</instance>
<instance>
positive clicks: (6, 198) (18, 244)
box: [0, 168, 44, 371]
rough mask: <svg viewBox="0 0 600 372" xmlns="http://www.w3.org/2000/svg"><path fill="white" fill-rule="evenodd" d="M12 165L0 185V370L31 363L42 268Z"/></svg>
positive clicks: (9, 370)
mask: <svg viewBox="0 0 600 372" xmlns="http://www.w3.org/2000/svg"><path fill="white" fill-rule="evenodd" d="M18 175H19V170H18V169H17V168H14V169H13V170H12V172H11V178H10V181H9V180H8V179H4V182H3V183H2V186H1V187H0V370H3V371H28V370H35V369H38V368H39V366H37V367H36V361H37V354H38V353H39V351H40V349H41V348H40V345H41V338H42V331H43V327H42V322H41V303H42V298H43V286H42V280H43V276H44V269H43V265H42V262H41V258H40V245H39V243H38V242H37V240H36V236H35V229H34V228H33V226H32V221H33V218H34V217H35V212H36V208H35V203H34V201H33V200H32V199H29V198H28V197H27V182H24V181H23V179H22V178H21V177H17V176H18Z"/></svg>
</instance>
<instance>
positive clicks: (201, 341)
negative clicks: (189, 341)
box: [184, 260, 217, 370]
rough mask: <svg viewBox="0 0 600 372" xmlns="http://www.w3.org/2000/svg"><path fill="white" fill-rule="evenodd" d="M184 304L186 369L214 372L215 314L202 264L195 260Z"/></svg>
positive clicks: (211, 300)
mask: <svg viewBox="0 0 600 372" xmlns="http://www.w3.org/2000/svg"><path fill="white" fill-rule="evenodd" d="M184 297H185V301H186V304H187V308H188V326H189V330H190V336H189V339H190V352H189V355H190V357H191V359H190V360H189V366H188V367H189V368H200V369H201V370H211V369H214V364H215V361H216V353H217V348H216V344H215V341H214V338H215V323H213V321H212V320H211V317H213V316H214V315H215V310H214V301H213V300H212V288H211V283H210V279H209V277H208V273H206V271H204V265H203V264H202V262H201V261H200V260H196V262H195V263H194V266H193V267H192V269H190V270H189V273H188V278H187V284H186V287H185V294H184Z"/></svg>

------------

● **Your objective**: Turn every line of the records above into a JSON list of strings, with one string per line and blank lines left out.

● **Solution to the problem**:
[
  "</instance>",
  "<instance>",
  "positive clicks: (6, 198) (18, 244)",
  "box: [0, 168, 44, 371]",
  "rough mask: <svg viewBox=\"0 0 600 372\" xmlns=\"http://www.w3.org/2000/svg\"><path fill=\"white\" fill-rule=\"evenodd\" d=\"M12 165L0 185V370L31 363L42 268Z\"/></svg>",
  "positive clicks: (9, 370)",
  "mask: <svg viewBox=\"0 0 600 372\" xmlns=\"http://www.w3.org/2000/svg\"><path fill=\"white\" fill-rule=\"evenodd\" d=\"M18 175H19V170H18V169H17V168H14V169H13V170H12V172H11V178H10V181H9V180H8V179H4V182H3V183H2V186H1V187H0V370H3V371H28V370H35V369H38V368H39V366H37V367H36V361H37V354H38V353H39V351H40V349H41V348H40V345H41V338H42V331H43V327H42V322H41V303H42V298H43V286H42V280H43V276H44V269H43V265H42V262H41V258H40V245H39V243H38V242H37V240H36V236H35V229H34V228H33V226H32V221H33V218H34V217H35V212H36V208H35V203H34V201H33V200H32V199H29V198H28V197H27V182H24V181H23V179H22V178H21V177H17V176H18Z\"/></svg>",
  "</instance>",
  "<instance>",
  "positive clicks: (201, 341)",
  "negative clicks: (189, 341)",
  "box: [184, 260, 217, 370]",
  "rough mask: <svg viewBox=\"0 0 600 372\" xmlns=\"http://www.w3.org/2000/svg\"><path fill=\"white\" fill-rule=\"evenodd\" d=\"M184 304L186 369L214 372L215 314L202 264L195 260Z\"/></svg>",
  "positive clicks: (211, 300)",
  "mask: <svg viewBox=\"0 0 600 372\" xmlns=\"http://www.w3.org/2000/svg\"><path fill=\"white\" fill-rule=\"evenodd\" d=\"M184 297H185V301H186V304H187V308H188V326H189V330H190V336H189V339H190V352H189V355H190V357H191V359H190V360H189V366H188V367H189V368H200V369H201V370H211V369H214V364H215V361H216V353H217V348H216V344H215V341H214V338H215V323H213V321H212V320H211V317H213V316H214V315H215V310H214V301H213V300H212V288H211V283H210V279H209V277H208V273H206V271H204V265H203V264H202V262H201V261H200V260H196V262H195V263H194V266H193V267H192V269H190V270H189V273H188V278H187V284H186V287H185V294H184Z\"/></svg>"
]